▶ _Set task_:
Print the data below line for line, keeping every word and number unchanged.

======

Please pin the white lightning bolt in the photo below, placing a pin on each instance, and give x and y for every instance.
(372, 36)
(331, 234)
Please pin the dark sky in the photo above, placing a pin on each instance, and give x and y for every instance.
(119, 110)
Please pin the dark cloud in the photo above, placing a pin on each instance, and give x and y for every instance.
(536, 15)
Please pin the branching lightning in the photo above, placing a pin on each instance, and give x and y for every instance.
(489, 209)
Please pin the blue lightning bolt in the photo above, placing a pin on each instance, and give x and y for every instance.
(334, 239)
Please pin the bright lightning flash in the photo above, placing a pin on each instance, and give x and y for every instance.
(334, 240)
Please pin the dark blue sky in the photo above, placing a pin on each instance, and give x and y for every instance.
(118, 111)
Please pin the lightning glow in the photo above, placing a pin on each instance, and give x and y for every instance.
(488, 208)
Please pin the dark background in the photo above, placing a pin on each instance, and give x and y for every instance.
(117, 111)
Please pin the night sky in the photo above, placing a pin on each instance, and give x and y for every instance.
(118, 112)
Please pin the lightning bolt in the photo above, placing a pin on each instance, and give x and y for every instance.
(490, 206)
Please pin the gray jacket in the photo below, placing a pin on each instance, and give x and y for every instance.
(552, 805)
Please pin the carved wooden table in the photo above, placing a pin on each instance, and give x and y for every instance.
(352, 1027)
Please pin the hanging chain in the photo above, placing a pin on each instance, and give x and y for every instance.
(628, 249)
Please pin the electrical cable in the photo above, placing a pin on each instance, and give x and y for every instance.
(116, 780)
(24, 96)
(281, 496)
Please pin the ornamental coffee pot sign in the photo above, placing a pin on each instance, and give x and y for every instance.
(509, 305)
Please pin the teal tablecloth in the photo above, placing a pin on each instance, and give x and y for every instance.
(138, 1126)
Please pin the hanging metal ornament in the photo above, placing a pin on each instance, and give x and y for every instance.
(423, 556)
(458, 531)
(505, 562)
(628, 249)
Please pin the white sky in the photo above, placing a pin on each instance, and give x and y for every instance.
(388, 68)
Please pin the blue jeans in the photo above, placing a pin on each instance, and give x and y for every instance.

======

▶ _Correct output_:
Please pin the white lightning bolt in the photo below, placing a pin on each instance, and give x and y for every instance.
(372, 36)
(331, 234)
Please pin the dark sky in the photo above, placing a pin on each instance, and give x and y for every instance.
(119, 110)
Please pin the dark cloud in the photo above, placing a pin on each instance, and give x and y for every instance.
(536, 15)
Please pin the branching lightning in the photo above, placing a pin on each instance, and give x and y for every instance.
(489, 209)
Please pin the blue lightning bolt in the photo above, placing a pin on each instance, and give x and y for every instance.
(334, 239)
Please pin the bright lightning flash in the photo above, placing a pin on each instance, and give x and y for every instance.
(334, 240)
Please pin the dark blue sky in the photo above, placing a pin on each instance, and give x and y for every instance.
(118, 111)
Please pin the lightning glow in the photo above, placing a pin on each instance, and give x and y for every instance.
(488, 208)
Please pin the dark background in the photo above, placing a pin on each instance, and give x and y for every instance.
(117, 111)
Please pin the night sky in the photo above, placing a pin on each instance, and give x and y for every instance.
(118, 112)
Please pin the lightning bolt in the photo above, placing a pin on each instance, and give x and y for every instance.
(490, 206)
Please pin the gray jacket in the photo below, placing a pin on each instance, and give x and y for every instance.
(552, 805)
Please pin the carved wooden table in the photo above, placing a pin on each instance, and give x and y for every instance.
(352, 1027)
Please pin the hanging chain in the photo above, placing a pin on each instance, and give x and y for every instance.
(628, 249)
Please pin the electrical cable in the photo above, placing a pin on each instance, and give x and y for every instance.
(116, 780)
(24, 96)
(281, 496)
Please pin the ornamental coffee pot sign in the photo above, placing a pin on each instance, and give x and y for every instance.
(509, 305)
Please pin the teal tablecloth in the photo above, placing a pin on each instance, and give x and y for every instance.
(138, 1126)
Please pin the hanging metal ornament in the photo above, placing a pin on each instance, and give x and y for every instance.
(423, 556)
(458, 531)
(505, 562)
(628, 249)
Please pin the white sky in the photo above, placing a pin on each instance, and give x and y for every instance.
(388, 68)
Please pin the blue jeans in the photo above, placing a pin on each instance, and give x and y for every instance.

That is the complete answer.